PROVIDED MATERIAL –
— START —
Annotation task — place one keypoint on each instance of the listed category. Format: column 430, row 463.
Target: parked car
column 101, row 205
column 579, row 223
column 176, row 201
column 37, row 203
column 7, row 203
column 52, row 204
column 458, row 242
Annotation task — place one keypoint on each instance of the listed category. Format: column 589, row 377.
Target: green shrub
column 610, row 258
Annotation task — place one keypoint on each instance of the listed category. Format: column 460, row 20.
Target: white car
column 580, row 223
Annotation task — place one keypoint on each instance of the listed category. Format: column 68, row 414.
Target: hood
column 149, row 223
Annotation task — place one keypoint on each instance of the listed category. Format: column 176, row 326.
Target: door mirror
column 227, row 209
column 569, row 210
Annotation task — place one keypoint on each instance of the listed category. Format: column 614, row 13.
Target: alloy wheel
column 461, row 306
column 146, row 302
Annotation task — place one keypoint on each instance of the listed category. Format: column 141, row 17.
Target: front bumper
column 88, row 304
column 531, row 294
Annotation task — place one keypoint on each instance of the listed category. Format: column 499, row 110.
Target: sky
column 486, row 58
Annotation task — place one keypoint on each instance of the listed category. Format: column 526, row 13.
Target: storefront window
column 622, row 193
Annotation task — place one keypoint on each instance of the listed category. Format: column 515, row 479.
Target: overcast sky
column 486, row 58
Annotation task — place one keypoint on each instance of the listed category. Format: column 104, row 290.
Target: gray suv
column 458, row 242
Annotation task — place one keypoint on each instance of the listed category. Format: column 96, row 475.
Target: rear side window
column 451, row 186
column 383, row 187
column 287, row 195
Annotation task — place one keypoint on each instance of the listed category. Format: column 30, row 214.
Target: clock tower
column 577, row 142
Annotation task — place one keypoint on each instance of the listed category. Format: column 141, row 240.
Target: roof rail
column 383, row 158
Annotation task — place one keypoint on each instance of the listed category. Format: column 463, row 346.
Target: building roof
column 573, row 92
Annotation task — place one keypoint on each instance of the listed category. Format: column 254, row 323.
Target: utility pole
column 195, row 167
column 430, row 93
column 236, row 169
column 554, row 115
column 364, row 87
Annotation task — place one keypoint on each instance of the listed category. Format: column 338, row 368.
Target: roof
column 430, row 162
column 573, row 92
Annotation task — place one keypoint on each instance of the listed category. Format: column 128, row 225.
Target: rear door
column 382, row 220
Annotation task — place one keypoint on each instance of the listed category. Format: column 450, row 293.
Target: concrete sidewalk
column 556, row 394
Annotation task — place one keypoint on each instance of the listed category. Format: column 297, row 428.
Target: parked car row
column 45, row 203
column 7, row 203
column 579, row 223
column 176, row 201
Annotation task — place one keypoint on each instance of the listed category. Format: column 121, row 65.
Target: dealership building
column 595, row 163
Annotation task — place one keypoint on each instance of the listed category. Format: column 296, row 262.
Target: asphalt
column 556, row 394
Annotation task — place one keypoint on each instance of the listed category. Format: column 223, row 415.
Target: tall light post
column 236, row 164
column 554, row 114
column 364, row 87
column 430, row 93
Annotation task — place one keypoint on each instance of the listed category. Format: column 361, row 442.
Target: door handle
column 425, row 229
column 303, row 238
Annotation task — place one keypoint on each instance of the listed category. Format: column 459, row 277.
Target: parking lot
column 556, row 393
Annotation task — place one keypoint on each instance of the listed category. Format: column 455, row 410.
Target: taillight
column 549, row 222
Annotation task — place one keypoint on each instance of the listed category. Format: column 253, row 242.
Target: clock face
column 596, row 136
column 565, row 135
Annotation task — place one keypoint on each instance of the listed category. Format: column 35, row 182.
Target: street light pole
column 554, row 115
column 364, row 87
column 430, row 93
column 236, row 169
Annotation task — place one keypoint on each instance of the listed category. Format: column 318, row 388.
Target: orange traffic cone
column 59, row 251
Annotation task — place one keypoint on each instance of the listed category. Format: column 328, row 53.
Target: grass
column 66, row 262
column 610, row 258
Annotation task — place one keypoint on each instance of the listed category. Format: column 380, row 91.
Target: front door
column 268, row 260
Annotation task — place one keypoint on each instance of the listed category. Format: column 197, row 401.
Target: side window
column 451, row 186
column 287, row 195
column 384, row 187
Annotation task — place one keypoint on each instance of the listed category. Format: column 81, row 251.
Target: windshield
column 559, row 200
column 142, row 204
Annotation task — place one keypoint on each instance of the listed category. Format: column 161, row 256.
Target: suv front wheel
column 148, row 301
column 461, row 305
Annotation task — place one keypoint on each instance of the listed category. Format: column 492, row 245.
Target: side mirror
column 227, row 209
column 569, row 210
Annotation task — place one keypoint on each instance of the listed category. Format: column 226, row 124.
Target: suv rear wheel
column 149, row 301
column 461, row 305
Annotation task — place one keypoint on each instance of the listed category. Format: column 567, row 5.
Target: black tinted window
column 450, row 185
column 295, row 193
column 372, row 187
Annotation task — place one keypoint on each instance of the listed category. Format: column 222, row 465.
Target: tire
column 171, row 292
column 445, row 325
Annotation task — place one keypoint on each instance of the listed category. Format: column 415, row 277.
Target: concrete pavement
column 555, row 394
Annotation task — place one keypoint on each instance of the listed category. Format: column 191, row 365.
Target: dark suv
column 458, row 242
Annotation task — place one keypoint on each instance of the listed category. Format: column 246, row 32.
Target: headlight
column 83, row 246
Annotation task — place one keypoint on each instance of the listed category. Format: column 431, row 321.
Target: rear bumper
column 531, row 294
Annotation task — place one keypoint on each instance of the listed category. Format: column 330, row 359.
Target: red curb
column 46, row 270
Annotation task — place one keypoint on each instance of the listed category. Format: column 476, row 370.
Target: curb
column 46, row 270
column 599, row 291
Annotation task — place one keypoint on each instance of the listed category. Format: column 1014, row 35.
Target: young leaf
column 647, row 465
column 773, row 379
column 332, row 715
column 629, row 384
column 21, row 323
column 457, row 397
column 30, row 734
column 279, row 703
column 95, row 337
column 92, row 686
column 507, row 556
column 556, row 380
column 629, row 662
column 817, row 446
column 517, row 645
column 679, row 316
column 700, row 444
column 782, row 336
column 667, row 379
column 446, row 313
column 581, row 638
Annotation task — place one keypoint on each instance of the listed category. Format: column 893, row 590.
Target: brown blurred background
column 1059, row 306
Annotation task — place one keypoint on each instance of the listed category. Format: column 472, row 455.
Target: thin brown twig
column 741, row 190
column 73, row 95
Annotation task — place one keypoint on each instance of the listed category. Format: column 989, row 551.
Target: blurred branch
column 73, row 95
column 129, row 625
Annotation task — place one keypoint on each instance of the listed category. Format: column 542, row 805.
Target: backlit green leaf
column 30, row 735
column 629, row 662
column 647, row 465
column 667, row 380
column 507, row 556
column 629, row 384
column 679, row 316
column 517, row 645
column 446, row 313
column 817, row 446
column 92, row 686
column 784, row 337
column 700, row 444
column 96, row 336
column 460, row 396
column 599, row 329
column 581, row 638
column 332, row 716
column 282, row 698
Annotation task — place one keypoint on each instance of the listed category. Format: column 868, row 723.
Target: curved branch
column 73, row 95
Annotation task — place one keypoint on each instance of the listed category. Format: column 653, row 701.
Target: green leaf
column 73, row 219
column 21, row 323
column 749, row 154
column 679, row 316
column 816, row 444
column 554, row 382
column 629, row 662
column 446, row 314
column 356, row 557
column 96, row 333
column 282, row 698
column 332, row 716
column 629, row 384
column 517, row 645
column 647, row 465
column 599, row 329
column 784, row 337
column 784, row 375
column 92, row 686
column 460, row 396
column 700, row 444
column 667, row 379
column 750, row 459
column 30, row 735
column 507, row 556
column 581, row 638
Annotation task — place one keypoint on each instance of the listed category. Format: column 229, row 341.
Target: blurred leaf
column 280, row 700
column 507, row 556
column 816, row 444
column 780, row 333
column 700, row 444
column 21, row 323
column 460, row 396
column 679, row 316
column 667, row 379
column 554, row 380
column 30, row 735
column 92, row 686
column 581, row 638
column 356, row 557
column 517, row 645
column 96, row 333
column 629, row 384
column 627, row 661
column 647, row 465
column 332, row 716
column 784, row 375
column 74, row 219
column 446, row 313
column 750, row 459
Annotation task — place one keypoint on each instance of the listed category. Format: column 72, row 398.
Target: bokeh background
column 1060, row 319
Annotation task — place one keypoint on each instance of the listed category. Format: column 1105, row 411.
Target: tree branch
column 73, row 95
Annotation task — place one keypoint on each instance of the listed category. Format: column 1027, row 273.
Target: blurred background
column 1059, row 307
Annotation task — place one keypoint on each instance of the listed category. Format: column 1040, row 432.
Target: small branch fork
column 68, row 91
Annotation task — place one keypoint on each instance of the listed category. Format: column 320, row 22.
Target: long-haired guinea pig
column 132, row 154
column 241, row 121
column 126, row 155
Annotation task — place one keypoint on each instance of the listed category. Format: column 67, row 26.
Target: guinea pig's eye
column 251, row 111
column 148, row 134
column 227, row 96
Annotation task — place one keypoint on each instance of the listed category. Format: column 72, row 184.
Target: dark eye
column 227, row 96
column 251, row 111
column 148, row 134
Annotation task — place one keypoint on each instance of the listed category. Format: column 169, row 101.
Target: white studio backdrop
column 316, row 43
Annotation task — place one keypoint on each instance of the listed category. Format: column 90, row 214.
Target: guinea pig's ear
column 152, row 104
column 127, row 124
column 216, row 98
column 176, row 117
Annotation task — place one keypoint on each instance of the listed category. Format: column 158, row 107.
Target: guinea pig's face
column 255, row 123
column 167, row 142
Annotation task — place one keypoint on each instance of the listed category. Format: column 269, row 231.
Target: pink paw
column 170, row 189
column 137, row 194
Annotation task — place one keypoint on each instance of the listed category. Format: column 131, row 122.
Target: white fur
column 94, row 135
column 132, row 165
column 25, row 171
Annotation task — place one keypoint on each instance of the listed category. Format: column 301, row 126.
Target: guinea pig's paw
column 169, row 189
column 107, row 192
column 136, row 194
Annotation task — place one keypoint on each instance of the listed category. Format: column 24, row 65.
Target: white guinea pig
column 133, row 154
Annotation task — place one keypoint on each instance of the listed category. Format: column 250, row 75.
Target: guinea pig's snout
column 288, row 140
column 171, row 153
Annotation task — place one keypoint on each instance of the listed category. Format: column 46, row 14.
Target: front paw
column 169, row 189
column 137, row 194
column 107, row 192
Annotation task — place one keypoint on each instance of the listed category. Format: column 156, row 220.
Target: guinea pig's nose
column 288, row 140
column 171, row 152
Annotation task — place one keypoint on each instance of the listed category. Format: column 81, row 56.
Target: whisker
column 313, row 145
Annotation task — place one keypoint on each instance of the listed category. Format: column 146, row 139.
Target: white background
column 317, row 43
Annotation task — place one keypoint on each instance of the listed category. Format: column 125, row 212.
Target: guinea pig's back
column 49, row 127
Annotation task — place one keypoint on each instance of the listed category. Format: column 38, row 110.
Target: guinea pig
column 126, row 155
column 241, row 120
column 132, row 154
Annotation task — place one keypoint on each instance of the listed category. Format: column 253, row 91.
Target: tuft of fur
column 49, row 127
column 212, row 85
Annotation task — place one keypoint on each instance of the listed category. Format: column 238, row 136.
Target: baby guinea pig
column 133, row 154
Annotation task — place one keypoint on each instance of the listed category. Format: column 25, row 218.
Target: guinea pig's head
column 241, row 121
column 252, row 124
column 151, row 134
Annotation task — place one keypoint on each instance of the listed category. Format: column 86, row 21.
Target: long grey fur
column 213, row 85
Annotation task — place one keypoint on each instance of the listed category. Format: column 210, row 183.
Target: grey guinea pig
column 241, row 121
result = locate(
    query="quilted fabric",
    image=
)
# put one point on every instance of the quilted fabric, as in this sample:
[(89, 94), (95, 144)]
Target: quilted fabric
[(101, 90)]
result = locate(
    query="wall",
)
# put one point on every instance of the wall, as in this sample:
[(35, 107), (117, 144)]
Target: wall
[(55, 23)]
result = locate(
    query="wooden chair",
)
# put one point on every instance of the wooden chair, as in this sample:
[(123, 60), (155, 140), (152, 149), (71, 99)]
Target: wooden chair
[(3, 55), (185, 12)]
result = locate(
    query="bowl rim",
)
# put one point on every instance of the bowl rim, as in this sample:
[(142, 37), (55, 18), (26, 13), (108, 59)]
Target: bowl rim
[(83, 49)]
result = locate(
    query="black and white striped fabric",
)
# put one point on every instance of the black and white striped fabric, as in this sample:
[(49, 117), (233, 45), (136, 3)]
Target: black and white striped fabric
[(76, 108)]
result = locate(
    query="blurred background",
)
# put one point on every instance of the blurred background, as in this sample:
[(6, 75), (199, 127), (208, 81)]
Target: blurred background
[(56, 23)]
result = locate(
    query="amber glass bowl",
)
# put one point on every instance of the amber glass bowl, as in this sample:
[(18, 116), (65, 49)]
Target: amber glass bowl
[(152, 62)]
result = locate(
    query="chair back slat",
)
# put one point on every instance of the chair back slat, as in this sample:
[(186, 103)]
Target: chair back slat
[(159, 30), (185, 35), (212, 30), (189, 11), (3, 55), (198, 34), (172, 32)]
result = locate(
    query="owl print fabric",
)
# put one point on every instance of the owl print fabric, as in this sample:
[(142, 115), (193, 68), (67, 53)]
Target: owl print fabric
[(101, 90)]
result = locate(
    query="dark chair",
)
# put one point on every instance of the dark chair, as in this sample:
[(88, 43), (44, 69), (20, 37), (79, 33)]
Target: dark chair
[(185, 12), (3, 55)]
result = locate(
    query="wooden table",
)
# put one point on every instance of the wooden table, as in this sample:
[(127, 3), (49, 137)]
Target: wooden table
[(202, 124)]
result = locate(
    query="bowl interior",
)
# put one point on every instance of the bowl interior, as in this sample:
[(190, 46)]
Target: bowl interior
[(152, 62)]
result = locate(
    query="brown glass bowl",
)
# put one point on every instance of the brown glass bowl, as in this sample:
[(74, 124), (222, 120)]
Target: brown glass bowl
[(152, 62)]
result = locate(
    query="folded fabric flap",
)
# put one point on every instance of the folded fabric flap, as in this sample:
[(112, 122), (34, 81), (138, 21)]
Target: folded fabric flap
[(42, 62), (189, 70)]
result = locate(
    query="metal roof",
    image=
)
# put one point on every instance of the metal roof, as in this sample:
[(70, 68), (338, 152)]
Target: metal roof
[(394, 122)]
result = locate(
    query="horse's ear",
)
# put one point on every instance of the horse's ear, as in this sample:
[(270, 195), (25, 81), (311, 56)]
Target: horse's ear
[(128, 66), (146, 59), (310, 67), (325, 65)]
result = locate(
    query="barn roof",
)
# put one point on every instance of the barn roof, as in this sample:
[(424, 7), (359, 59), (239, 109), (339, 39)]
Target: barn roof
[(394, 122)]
— END —
STATED GOAL –
Please reproduce the lines verbatim, starting with the line containing "1027, row 273." and ending with the line containing "column 136, row 194", both included.

WORKED ANSWER –
Annotation task — place one keypoint on each instance of the listed category. Format: column 1027, row 273.
Target: blurred background
column 1059, row 307
Annotation task — place one keypoint on each instance of the listed category. Format: column 1040, row 432.
Target: small branch fork
column 68, row 91
Annotation task — place one keypoint on each instance of the listed category. Format: column 320, row 22.
Target: long-haired guinea pig
column 132, row 154
column 241, row 121
column 126, row 155
Annotation task — place one keypoint on each instance of the listed category. Format: column 67, row 26.
Target: guinea pig's eye
column 251, row 111
column 148, row 134
column 227, row 96
Annotation task — place one keypoint on each instance of the listed category. Format: column 72, row 184.
Target: dark eye
column 227, row 96
column 251, row 111
column 148, row 134
Annotation task — place one keypoint on each instance of the listed category. Format: column 169, row 101.
Target: white studio backdrop
column 316, row 43
Annotation task — place one keypoint on each instance of the listed category. Format: column 90, row 214.
Target: guinea pig's ear
column 152, row 104
column 127, row 124
column 216, row 98
column 176, row 117
Annotation task — place one keypoint on each instance of the listed category. Format: column 158, row 107.
Target: guinea pig's face
column 255, row 123
column 167, row 142
Annotation task — place one keypoint on each instance of the listed category. Format: column 269, row 231.
Target: pink paw
column 170, row 189
column 137, row 194
Annotation task — place one keypoint on each instance of the listed category. Format: column 131, row 122.
Target: white fur
column 94, row 135
column 132, row 165
column 25, row 171
Annotation task — place one keypoint on each instance of the listed category. Format: column 301, row 126.
Target: guinea pig's paw
column 169, row 189
column 107, row 192
column 136, row 194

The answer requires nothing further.